(Record excerpts)

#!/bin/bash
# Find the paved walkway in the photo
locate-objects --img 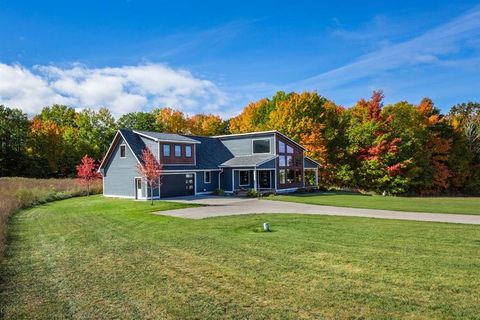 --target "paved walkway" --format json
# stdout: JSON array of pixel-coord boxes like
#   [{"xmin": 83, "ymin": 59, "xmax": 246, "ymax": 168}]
[{"xmin": 157, "ymin": 196, "xmax": 480, "ymax": 225}]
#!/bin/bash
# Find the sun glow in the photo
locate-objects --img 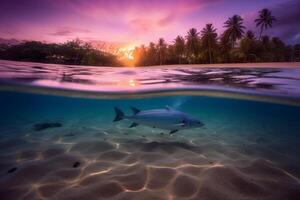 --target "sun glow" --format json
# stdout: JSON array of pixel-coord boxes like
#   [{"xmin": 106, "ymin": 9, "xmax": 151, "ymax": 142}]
[
  {"xmin": 116, "ymin": 78, "xmax": 139, "ymax": 88},
  {"xmin": 118, "ymin": 45, "xmax": 138, "ymax": 67},
  {"xmin": 129, "ymin": 79, "xmax": 136, "ymax": 87},
  {"xmin": 118, "ymin": 45, "xmax": 135, "ymax": 60}
]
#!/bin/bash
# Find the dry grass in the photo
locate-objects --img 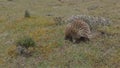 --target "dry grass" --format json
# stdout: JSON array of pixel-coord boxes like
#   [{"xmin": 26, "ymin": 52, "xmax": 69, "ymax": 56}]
[{"xmin": 0, "ymin": 0, "xmax": 120, "ymax": 68}]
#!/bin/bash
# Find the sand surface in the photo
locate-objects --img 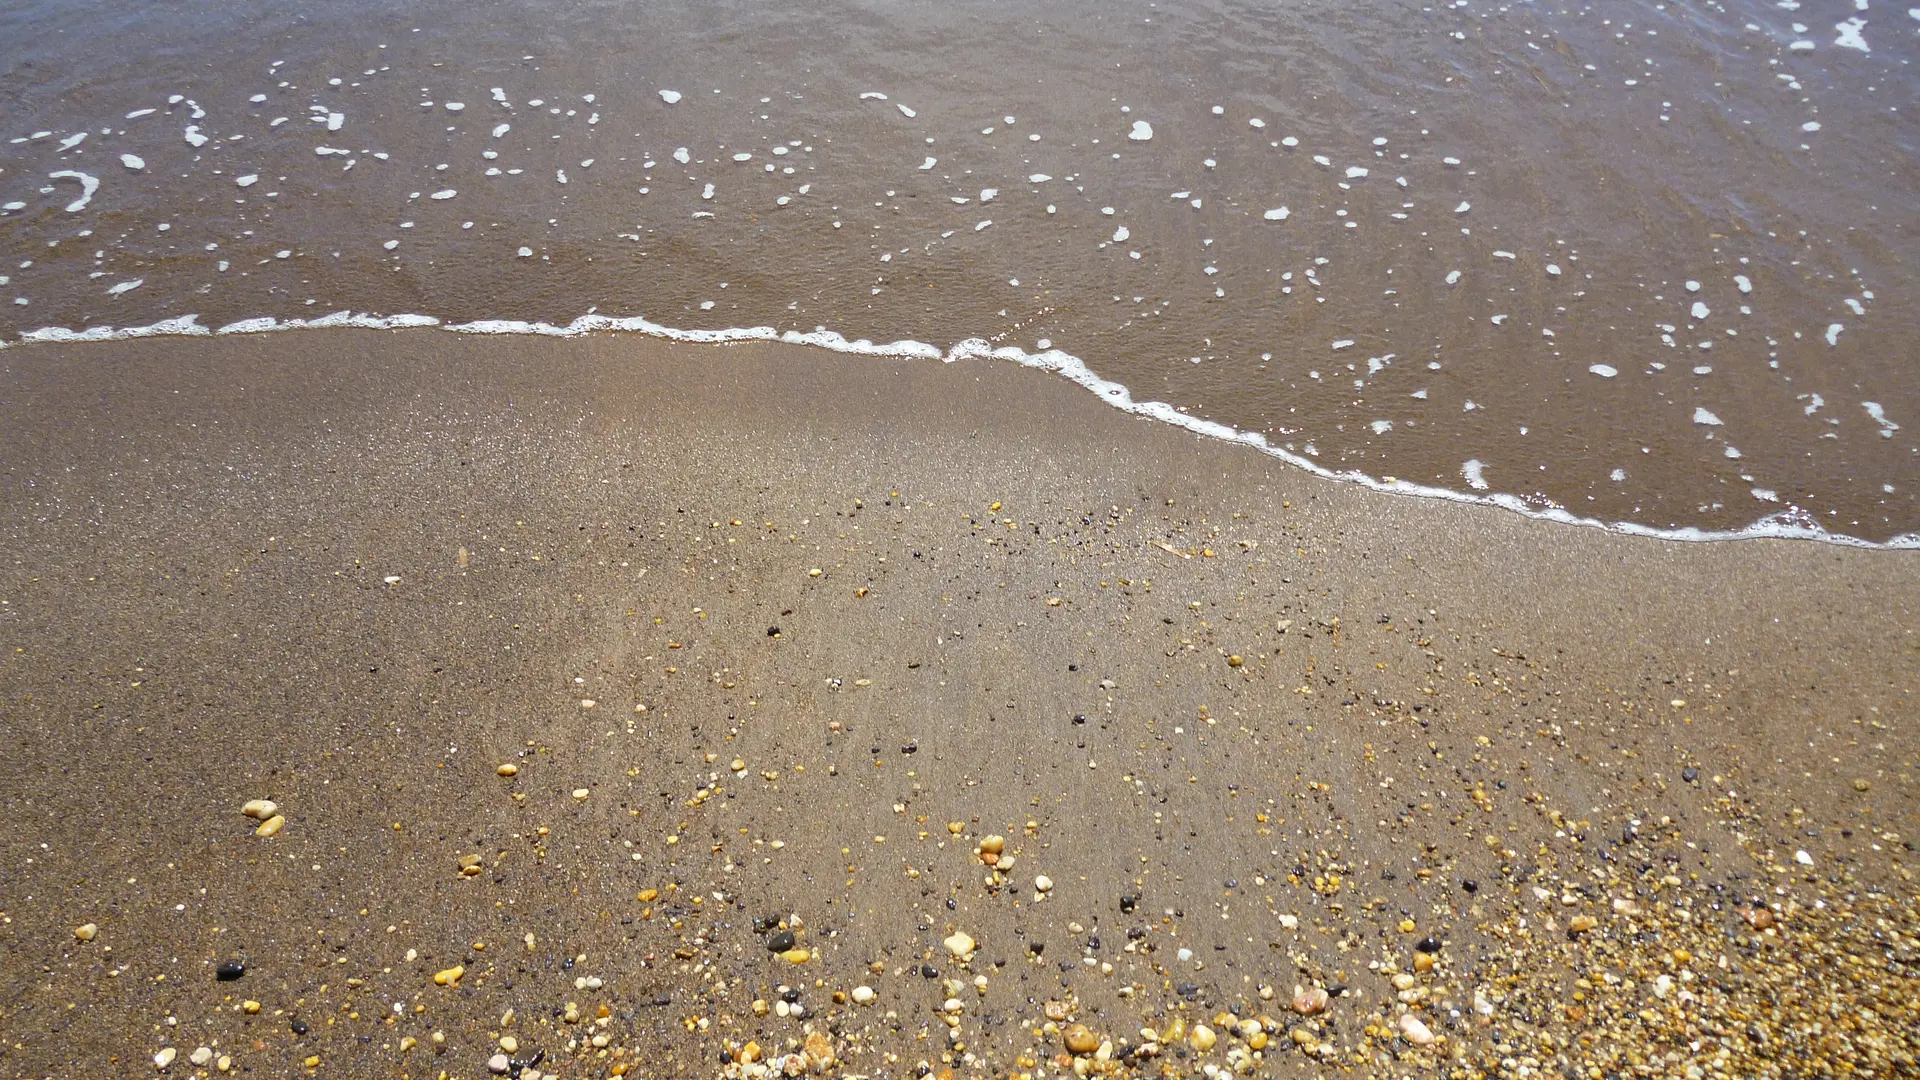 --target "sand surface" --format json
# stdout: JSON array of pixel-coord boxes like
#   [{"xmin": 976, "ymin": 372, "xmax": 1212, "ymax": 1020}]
[{"xmin": 0, "ymin": 331, "xmax": 1915, "ymax": 1079}]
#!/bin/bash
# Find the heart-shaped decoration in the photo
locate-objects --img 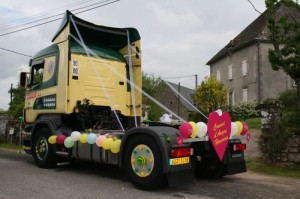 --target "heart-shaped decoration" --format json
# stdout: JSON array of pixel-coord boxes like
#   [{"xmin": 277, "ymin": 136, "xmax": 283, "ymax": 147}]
[{"xmin": 207, "ymin": 111, "xmax": 231, "ymax": 161}]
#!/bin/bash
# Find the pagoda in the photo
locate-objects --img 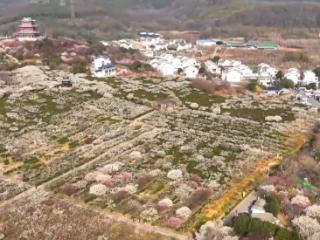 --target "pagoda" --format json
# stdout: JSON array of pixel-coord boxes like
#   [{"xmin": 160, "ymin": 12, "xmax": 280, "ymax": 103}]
[{"xmin": 15, "ymin": 17, "xmax": 42, "ymax": 41}]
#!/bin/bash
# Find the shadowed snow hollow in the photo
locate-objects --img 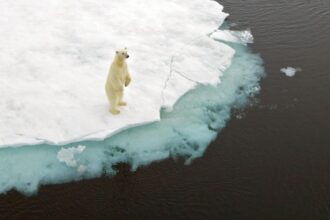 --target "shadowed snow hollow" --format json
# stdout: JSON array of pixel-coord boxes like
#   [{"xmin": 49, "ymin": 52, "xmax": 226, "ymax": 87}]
[{"xmin": 0, "ymin": 0, "xmax": 264, "ymax": 195}]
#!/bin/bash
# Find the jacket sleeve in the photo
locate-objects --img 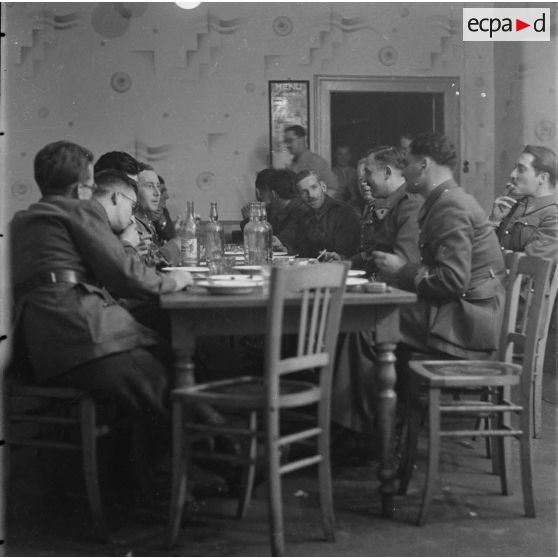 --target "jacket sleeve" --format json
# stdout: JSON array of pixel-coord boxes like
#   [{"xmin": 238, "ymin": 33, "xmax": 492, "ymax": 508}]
[
  {"xmin": 523, "ymin": 211, "xmax": 558, "ymax": 261},
  {"xmin": 397, "ymin": 197, "xmax": 474, "ymax": 299},
  {"xmin": 392, "ymin": 196, "xmax": 421, "ymax": 265},
  {"xmin": 71, "ymin": 203, "xmax": 178, "ymax": 299}
]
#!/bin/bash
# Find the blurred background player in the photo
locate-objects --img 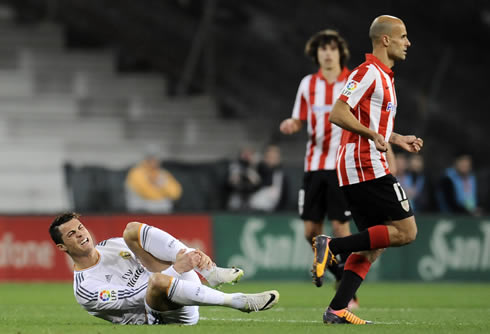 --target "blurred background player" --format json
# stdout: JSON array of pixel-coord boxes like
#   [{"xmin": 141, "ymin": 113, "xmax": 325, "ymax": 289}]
[
  {"xmin": 125, "ymin": 149, "xmax": 182, "ymax": 213},
  {"xmin": 48, "ymin": 212, "xmax": 279, "ymax": 325},
  {"xmin": 437, "ymin": 152, "xmax": 479, "ymax": 215},
  {"xmin": 279, "ymin": 29, "xmax": 358, "ymax": 308},
  {"xmin": 249, "ymin": 144, "xmax": 288, "ymax": 212},
  {"xmin": 226, "ymin": 146, "xmax": 262, "ymax": 210}
]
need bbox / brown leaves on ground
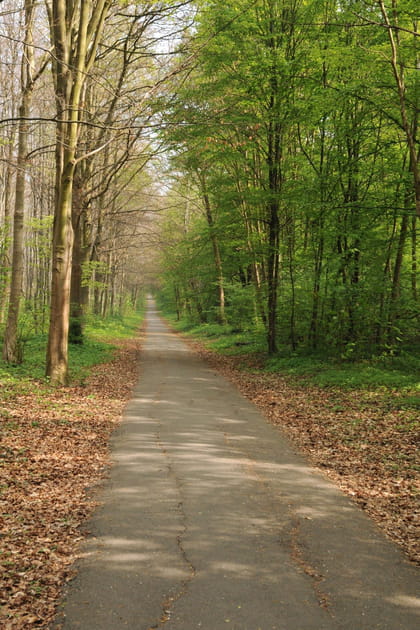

(End Record excerpts)

### Exercise aim
Output nothing but the number of lines in the data containing the string "Find".

### Written reply
9